- _QUOTED PASSAGE_
□ □ □ □ □

Testosterone was first isolated, then synthesized in 1935. For this accomplishment, the Nobel Prize in Chemistry was awarded in 1939. Numerous pharmaceutical analogs were synthesized during the following decades, yet the precise mechanisms of action of androgenic compounds remained mysterious, until recently. A significant milestone occurred in 1988, when the androgen receptor (AR) was successfully cloned. This improved understanding of the structure and function of the AR led directly to breakthroughs in several AR-related diseases, such as prostate and bladder cancer, and Kennedy's neuron disease (a rare motor disorder similar to Lou Gehrig's disease, that affects only men). More recent advances in our understanding of genetics and improved laboratory methodologies have resulted in an unprecedented explosion of knowledge concerning the modes and pathways of action of androgens and other hormones of the nuclear receptor superfamily. However, with this increased understanding comes a better appreciation for the many complexities involved, reminding us how little we really know. We all realize that androgens are intimately involved in making us who we are, and have a very profound effect upon our health and vitality; many take supplemental androgens. Yet, how well do you really understand the details involved in the specific pathways by which androgens function? Most will say that androgens bind to cellular receptors and cause the cell to produce protein. While this is by no means incorrect, far more is now known about androgen activity than what most will remember from their old biology textbook. In addition to the classical AR model of nuclear transcription, there are at least 3 other pathways by which androgens function. In addition to effects brought about by changes in genetic transcription, androgens are known to produce many immediate, non-genetic effects.
Three topics for more detailed future discussions:
The Structure and Function of the Androgen Receptor
This topic would cover the various binding domains, basically how the AR works in different tissues that express it, and why the effects vary so much in different cell lines, etc.
Androgenic Coregulators
This topic would cover the effects of various transcription factors, and other interacting proteins.
This topic could also cover the epigenetic regulation of function, including a discussion of the important role of chromatin remodelers, histone modifiers, chaperones, etc.
Non-transcriptional Effects
A discussion of the many important effects that do not result from genetic transcription/translation. These effects are distinguished by their speed. They take place within a matter of seconds to minutes, much too fast to be explained by the classical model of genetic transcription, followed by the translation of mRNA, and the eventual processing of proteins to produce measurable outcomes.
Four Pathways of Function:
The Classical AR Model
According to the classical model, free androgens, which are lipophilic, cross the cellular membrane by passive diffusion. Once inside the cell, they bind to the AR. The resulting complex is translocated to the nucleus. It is also dimerized, which means that two receptors become attached to each other. Within the nucleus, the dimerized receptors bind to “hormone response elements”, which are specific DNA sequences located in promoters of target genes, resulting in transcription of the target genes.

□ □ □ □ □

- _GIVEN MATERIAL_
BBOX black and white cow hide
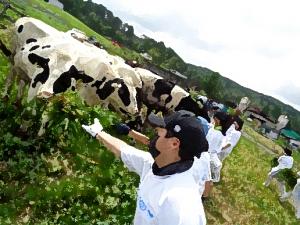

□ □ □ □ □

- _DESCRIPTION OF THE TASK_
Reproduce everything in the passage on androgens from "This topic could" down to "modifiers, chaperones, etc.", swapping "chromatin remodelers" for "nucleosome remodelers". The material is separate from the passage on androgens.

- _EXERCISE RESPONSE_
This topic could also cover the epigenetic regulation of function, including a discussion of the important role of nucleosome remodelers, histone modifiers, chaperones, etc.